* WHAT YOU ARE ASKED TO DO *
Could you output every record below exactly, leaving out the pictures?

Saved data entries
.....

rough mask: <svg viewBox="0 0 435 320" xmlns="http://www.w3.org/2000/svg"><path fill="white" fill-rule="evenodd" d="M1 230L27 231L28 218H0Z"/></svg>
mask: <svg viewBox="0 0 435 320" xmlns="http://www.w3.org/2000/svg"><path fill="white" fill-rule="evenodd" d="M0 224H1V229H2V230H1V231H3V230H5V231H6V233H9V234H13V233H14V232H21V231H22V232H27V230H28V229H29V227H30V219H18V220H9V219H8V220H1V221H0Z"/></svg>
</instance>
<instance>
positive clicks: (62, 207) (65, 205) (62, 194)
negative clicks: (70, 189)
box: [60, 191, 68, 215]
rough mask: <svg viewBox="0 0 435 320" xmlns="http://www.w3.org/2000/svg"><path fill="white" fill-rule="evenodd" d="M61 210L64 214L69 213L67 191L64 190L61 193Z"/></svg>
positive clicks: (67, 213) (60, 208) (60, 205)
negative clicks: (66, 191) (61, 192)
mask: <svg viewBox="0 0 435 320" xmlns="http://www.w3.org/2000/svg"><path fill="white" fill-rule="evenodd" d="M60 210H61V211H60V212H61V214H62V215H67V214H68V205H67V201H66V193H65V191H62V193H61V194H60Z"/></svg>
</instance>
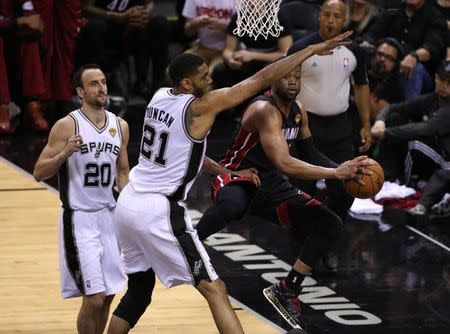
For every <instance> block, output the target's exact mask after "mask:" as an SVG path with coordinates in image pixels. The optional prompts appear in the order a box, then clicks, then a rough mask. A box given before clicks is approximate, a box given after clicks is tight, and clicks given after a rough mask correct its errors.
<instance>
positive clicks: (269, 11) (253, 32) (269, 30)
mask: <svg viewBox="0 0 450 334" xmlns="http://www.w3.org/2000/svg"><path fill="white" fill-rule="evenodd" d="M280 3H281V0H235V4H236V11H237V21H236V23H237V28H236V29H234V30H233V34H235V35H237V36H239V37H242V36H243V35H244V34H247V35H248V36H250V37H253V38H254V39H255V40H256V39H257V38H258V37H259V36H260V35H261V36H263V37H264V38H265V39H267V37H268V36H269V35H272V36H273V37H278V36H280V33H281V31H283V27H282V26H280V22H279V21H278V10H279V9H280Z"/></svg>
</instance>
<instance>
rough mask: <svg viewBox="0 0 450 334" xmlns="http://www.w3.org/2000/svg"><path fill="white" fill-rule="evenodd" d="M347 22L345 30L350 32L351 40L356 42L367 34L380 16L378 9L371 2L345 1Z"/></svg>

.....

* FINAL ANSWER *
rough mask: <svg viewBox="0 0 435 320" xmlns="http://www.w3.org/2000/svg"><path fill="white" fill-rule="evenodd" d="M1 230L27 231L28 218H0Z"/></svg>
mask: <svg viewBox="0 0 435 320" xmlns="http://www.w3.org/2000/svg"><path fill="white" fill-rule="evenodd" d="M0 224H1V229H2V230H1V231H3V230H5V231H6V233H9V234H13V233H14V232H21V231H22V232H27V230H28V229H29V227H30V219H18V220H9V219H8V220H1V221H0Z"/></svg>
</instance>
<instance>
positive clicks: (62, 207) (65, 205) (62, 194)
negative clicks: (70, 189)
box: [60, 191, 68, 215]
rough mask: <svg viewBox="0 0 435 320" xmlns="http://www.w3.org/2000/svg"><path fill="white" fill-rule="evenodd" d="M61 210L64 214L69 213L67 191L64 190L61 193Z"/></svg>
positive clicks: (67, 213) (60, 208) (60, 205)
negative clicks: (66, 191) (61, 192)
mask: <svg viewBox="0 0 435 320" xmlns="http://www.w3.org/2000/svg"><path fill="white" fill-rule="evenodd" d="M60 210H61V211H60V212H61V214H62V215H67V214H68V205H67V201H66V193H65V191H62V193H61V194H60Z"/></svg>
</instance>
For every <instance> block, output the target's exact mask after "mask:" as an SVG path with coordinates in image pixels. The optional prompts appear in the order a box, then clicks, then a rough mask. A box given before clicks is approximate, a box given after clicks is tight, and clicks given after a rough mask correct its errors.
<instance>
positive clicks: (269, 11) (253, 32) (269, 30)
mask: <svg viewBox="0 0 450 334" xmlns="http://www.w3.org/2000/svg"><path fill="white" fill-rule="evenodd" d="M280 3H281V0H235V4H236V11H237V21H236V23H237V28H236V29H234V30H233V34H235V35H237V36H239V37H242V36H243V35H244V34H247V35H248V36H250V37H253V38H254V39H255V40H256V39H257V38H258V37H259V36H260V35H261V36H263V37H264V38H265V39H267V37H268V36H269V35H272V36H273V37H278V36H280V33H281V31H283V27H282V26H280V22H279V21H278V10H279V9H280Z"/></svg>
</instance>
<instance>
rough mask: <svg viewBox="0 0 450 334" xmlns="http://www.w3.org/2000/svg"><path fill="white" fill-rule="evenodd" d="M347 22L345 30L350 32L351 40L356 42L367 34L380 16L378 9L371 2L345 1Z"/></svg>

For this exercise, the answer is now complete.